### Предложенный текст
┄┄┄┄┄┄
В целях ликвидации отставания кислородной промышленности в СССР и устранения имеющихся недостатков в этой отрасли Совет Министров Союза ССР ПОСТАНОВЛЯЕТ:
1. За невыполнение решений Правительства о развитии кислородной промышленности в СССР, неиспользование существующей передовой технологии в области кислорода за границей, а также неиспользование
предложений советских специалистов снять акад. Капицу с должности начальника Главкислорода при Совете Министров СССР и председателя Технического совета Главкислорода и с должности директора Института физических проблем Академии наук СССЕ.…».
Пункт одиннадцатый грозного постановления гласил:
«11. Назначить чл. — кор. Академии наук СССР, профессора Александрова А.П. директором Института физических проблем».
Но этого мало.
Снятого со всех постов академика решили подвергнуть ещё одной унизительной процедуре:
«Обязать акад. Капицу сдать, а чл. — кор. Александрова принять дела по институту.
Поручить комиссии в составе акад. Бруевича, проф. Ка. саткина и уполномоченного Совета Министров СССР при Институте физических проблем т. Бабкина организовать сдачу дел т. Капицей по Институту физических проблем и приём их т. Александровым с тем, чтобы был составлен акт сдачи и приёма и представлен в Правительство.
Срок работы — 10 дней.
Председатель Совета Министров Союза ССР И. Сталин».
К этим «наказующим» санкциям следует, пожалуй, добавить ещё одну. Ту, о которой в правительственном постановлении не говорилось ни слова, а именно: Петра Леонидовича не только сняли со всех должностей, но и выселили из его собственной квартиры! В неё вскоре въехала семья А.П.Александрова, нового директора института.
┄┄┄┄┄┄
### Исходные записи
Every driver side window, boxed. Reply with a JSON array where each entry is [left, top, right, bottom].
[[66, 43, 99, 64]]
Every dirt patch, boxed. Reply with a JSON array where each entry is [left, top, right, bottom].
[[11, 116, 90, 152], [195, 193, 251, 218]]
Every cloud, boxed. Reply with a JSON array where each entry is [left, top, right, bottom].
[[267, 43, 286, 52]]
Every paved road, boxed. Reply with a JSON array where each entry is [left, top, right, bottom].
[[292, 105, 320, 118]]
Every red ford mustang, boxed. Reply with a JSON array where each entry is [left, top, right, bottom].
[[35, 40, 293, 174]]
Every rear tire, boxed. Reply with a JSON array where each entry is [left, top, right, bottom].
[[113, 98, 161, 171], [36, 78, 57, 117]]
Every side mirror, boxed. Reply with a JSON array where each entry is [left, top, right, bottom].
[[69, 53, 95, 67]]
┄┄┄┄┄┄
### Выполните задания
1: Перепишите полностью текст о снятии академика Капицы со всех должностей, сохраняя каждое слово и каждый знак.
2: Воспроизведите без изменений строки записей от строки, содержащей «Every paved road, boxed.», до последней строки записей включительно.
Текст и записи представляют собой самостоятельные материалы, не связанные друг с другом.

### Список ответов
1:
В целях ликвидации отставания кислородной промышленности в СССР и устранения имеющихся недостатков в этой отрасли Совет Министров Союза ССР ПОСТАНОВЛЯЕТ:
1. За невыполнение решений Правительства о развитии кислородной промышленности в СССР, неиспользование существующей передовой технологии в области кислорода за границей, а также неиспользование
предложений советских специалистов снять акад. Капицу с должности начальника Главкислорода при Совете Министров СССР и председателя Технического совета Главкислорода и с должности директора Института физических проблем Академии наук СССЕ.…».
Пункт одиннадцатый грозного постановления гласил:
«11. Назначить чл. — кор. Академии наук СССР, профессора Александрова А.П. директором Института физических проблем».
Но этого мало.
Снятого со всех постов академика решили подвергнуть ещё одной унизительной процедуре:
«Обязать акад. Капицу сдать, а чл. — кор. Александрова принять дела по институту.
Поручить комиссии в составе акад. Бруевича, проф. Ка. саткина и уполномоченного Совета Министров СССР при Институте физических проблем т. Бабкина организовать сдачу дел т. Капицей по Институту физических проблем и приём их т. Александровым с тем, чтобы был составлен акт сдачи и приёма и представлен в Правительство.
Срок работы — 10 дней.
Председатель Совета Министров Союза ССР И. Сталин».
К этим «наказующим» санкциям следует, пожалуй, добавить ещё одну. Ту, о которой в правительственном постановлении не говорилось ни слова, а именно: Петра Леонидовича не только сняли со всех должностей, но и выселили из его собственной квартиры! В неё вскоре въехала семья А.П.Александрова, нового директора института.

2:
Every paved road, boxed. Reply with a JSON array where each entry is [left, top, right, bottom].
[[292, 105, 320, 118]]
Every red ford mustang, boxed. Reply with a JSON array where each entry is [left, top, right, bottom].
[[35, 40, 293, 174]]
Every rear tire, boxed. Reply with a JSON array where each entry is [left, top, right, bottom].
[[113, 98, 161, 171], [36, 78, 57, 117]]
Every side mirror, boxed. Reply with a JSON array where each entry is [left, top, right, bottom].
[[69, 53, 95, 67]]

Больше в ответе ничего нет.